─── LISTED ENTRIES

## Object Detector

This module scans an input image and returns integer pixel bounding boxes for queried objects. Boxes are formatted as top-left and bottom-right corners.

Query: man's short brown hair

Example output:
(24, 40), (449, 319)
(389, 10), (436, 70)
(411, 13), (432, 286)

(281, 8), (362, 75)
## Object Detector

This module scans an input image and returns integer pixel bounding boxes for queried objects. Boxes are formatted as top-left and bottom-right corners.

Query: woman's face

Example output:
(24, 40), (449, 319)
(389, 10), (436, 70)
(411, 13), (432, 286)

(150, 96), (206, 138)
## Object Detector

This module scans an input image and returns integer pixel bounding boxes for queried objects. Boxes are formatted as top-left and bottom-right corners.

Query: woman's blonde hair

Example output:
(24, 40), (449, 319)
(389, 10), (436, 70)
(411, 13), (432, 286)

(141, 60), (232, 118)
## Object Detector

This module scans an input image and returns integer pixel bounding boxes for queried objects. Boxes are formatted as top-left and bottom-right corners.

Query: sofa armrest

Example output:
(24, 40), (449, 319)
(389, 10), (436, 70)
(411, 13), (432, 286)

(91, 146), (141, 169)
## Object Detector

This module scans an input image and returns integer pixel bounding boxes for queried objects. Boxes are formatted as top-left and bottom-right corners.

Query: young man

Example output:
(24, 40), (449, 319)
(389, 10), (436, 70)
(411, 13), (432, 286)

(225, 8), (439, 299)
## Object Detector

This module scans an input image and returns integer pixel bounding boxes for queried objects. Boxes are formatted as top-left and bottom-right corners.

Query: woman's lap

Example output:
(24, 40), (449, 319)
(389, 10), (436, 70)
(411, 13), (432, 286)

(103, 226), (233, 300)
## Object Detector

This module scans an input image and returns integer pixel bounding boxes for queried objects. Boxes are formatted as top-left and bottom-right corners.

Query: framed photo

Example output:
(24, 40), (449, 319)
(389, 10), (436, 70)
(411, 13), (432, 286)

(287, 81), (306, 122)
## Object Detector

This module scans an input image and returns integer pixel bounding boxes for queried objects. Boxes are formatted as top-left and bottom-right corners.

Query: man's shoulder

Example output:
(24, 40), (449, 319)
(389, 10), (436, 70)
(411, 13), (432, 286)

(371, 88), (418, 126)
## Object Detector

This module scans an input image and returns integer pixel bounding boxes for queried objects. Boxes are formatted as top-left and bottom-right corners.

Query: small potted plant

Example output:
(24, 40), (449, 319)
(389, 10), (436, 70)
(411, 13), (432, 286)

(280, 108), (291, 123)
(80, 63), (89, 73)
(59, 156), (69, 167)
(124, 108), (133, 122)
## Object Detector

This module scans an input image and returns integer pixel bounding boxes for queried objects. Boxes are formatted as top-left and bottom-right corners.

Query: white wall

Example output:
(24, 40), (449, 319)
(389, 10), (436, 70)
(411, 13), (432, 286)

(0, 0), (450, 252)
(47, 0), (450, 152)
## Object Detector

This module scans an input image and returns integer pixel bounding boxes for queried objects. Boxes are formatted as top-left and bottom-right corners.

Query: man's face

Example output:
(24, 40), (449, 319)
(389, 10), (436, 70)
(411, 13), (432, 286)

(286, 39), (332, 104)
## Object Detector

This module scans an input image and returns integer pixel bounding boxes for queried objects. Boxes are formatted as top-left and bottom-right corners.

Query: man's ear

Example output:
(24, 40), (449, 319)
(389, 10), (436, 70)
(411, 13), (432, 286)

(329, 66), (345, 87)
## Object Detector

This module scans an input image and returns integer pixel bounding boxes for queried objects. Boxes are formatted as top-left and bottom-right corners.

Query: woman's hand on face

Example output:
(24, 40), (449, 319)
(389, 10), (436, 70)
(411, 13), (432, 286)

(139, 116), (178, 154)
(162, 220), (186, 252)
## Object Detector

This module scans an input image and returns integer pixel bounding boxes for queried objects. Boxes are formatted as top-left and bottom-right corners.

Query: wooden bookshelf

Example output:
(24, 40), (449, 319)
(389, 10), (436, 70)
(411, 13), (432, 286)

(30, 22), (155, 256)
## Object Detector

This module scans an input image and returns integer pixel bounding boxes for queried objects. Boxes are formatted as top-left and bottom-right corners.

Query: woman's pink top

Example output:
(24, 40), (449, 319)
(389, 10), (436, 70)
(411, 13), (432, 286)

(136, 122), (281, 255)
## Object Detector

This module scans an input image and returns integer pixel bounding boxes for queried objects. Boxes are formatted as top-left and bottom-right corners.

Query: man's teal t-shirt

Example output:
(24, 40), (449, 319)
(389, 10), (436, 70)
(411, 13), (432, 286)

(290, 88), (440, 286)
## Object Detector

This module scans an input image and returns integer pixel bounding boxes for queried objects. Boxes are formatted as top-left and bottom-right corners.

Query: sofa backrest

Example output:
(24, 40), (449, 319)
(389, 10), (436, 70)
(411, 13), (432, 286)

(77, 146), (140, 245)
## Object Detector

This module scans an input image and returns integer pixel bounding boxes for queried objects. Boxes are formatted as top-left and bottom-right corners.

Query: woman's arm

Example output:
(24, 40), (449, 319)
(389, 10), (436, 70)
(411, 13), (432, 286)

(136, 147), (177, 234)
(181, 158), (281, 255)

──────

[TASK STATEMENT]:
Switch every occurrence of "Object Detector" in the records above to "Object Locator", and reproduce all of the records with no other change.

[IN RESPONSE]:
## Object Locator

This module scans an input image and returns integer pixel bounding boxes for queried objects. Boxes are formatted as top-left and bottom-right corners.

Query: man's short brown hair

Example output:
(24, 40), (449, 319)
(389, 10), (436, 70)
(411, 13), (432, 286)

(281, 8), (362, 75)
## Object Locator

This module scans an input image and returns integer pixel bounding boxes for queried objects. Boxes are formatted as top-left and bottom-right corners.

Query: woman's face

Example output:
(24, 40), (449, 319)
(389, 10), (436, 70)
(411, 13), (432, 286)

(150, 96), (206, 138)
## Object Locator

This module scans an input image and returns integer pixel bounding boxes for queried objects. Boxes are formatted as top-left and bottom-right corners.

Query: woman's blonde hair

Example output:
(24, 40), (449, 319)
(389, 10), (436, 70)
(411, 13), (432, 286)

(141, 60), (232, 118)
## Object Locator

This module scans an input image and returns integer pixel bounding boxes for queried objects. Boxes are formatted as top-left and bottom-right corners.

Query: sofa armrest

Example output:
(24, 40), (449, 319)
(389, 10), (436, 70)
(411, 13), (432, 286)

(91, 146), (141, 169)
## Object Locator

This module scans an input image and returns integer pixel bounding boxes for queried objects. Boxes are formatted as top-left and bottom-right corners.

Query: young man

Example output:
(24, 40), (449, 319)
(389, 10), (436, 70)
(411, 13), (432, 286)

(225, 8), (439, 299)
## Object Locator

This module scans an input image and returns integer pixel bounding boxes for queried objects. Boxes are formatted as top-left and bottom-right corners.

Query: woman's lap

Example output:
(24, 40), (449, 319)
(389, 10), (436, 70)
(411, 13), (432, 286)

(103, 226), (233, 300)
## Object Locator

This module scans an input image and returns integer pixel bounding boxes for queried objects. Boxes are formatted as top-left and bottom-right corners.

Query: framed photo

Example output:
(24, 40), (449, 319)
(389, 10), (436, 70)
(411, 13), (432, 286)

(287, 81), (306, 122)
## Object Locator

This module scans an input image and returns integer pixel bounding boxes for queried objects. Boxes are formatted as top-left and bottom-right corners.

Query: man's shoulder

Example output:
(24, 40), (449, 319)
(389, 10), (436, 70)
(411, 13), (432, 286)

(371, 88), (418, 126)
## Object Locator

This module scans an input image and returns integer pixel bounding boxes for queried objects. Boxes are formatted as top-left and bottom-right corners.

Query: small potted plant

Example output:
(24, 40), (449, 319)
(389, 10), (436, 70)
(411, 13), (432, 286)

(280, 108), (291, 123)
(80, 63), (89, 73)
(59, 156), (69, 167)
(124, 108), (133, 122)
## Object Locator

This module scans an input image and returns integer pixel bounding boxes for queried objects. Boxes are formatted as top-left and bottom-right corners.

Query: white wall

Example output:
(24, 40), (449, 319)
(389, 10), (436, 70)
(411, 13), (432, 286)

(0, 0), (450, 252)
(47, 0), (450, 152)
## Object Locator

This module scans an input image and returns integer pixel bounding boxes for queried objects. Boxes are formatted as top-left and bottom-right corners.

Query: man's face

Example output:
(24, 40), (449, 319)
(389, 10), (436, 70)
(411, 13), (432, 286)

(286, 39), (332, 104)
## Object Locator

This module scans an input image and returns integer pixel bounding boxes for queried objects. Boxes are formatted as top-left and bottom-right corners.

Query: man's ear

Example output:
(24, 40), (449, 319)
(389, 10), (436, 70)
(411, 13), (432, 286)

(329, 66), (345, 87)
## Object Locator

This module scans an input image and returns integer pixel bounding boxes for queried objects. Boxes are formatted as top-left and bottom-right corners.

Query: woman's hand on face

Example output:
(24, 40), (449, 319)
(389, 10), (436, 70)
(411, 13), (432, 286)

(139, 116), (178, 154)
(162, 220), (186, 252)
## Object Locator

This module scans an input image and returns integer pixel bounding boxes for queried objects. Boxes are formatted as top-left and bottom-right corners.

Query: wooden bookshelf

Example output:
(24, 40), (449, 319)
(389, 10), (436, 70)
(411, 13), (432, 286)

(30, 22), (155, 256)
## Object Locator

This module scans an input image and returns integer pixel bounding boxes for queried objects. Boxes are formatted as top-left and bottom-right corners.

Query: woman's pink top

Example output:
(24, 40), (449, 319)
(389, 10), (436, 70)
(411, 13), (432, 286)

(136, 122), (281, 255)
## Object Locator

This module scans an input image and returns integer pixel bounding boxes for queried objects. Boxes are formatted as top-left and bottom-right corners.

Query: man's teal t-shirt

Example output:
(24, 40), (449, 319)
(389, 10), (436, 70)
(411, 13), (432, 286)

(290, 88), (440, 286)
## Object Locator

This module scans an input image and returns integer pixel bounding boxes for queried objects. Boxes are formatted as top-left and bottom-right corners.

Query: sofa backrest

Example output:
(24, 40), (449, 319)
(389, 10), (436, 70)
(411, 13), (432, 286)

(77, 146), (140, 245)
## Object Locator

This module scans an input image and returns integer pixel bounding boxes for queried objects. Boxes are formatted as top-left and bottom-right corners.

Query: woman's arm

Example output:
(24, 40), (449, 319)
(389, 10), (436, 70)
(411, 13), (432, 286)

(136, 147), (177, 234)
(181, 158), (281, 255)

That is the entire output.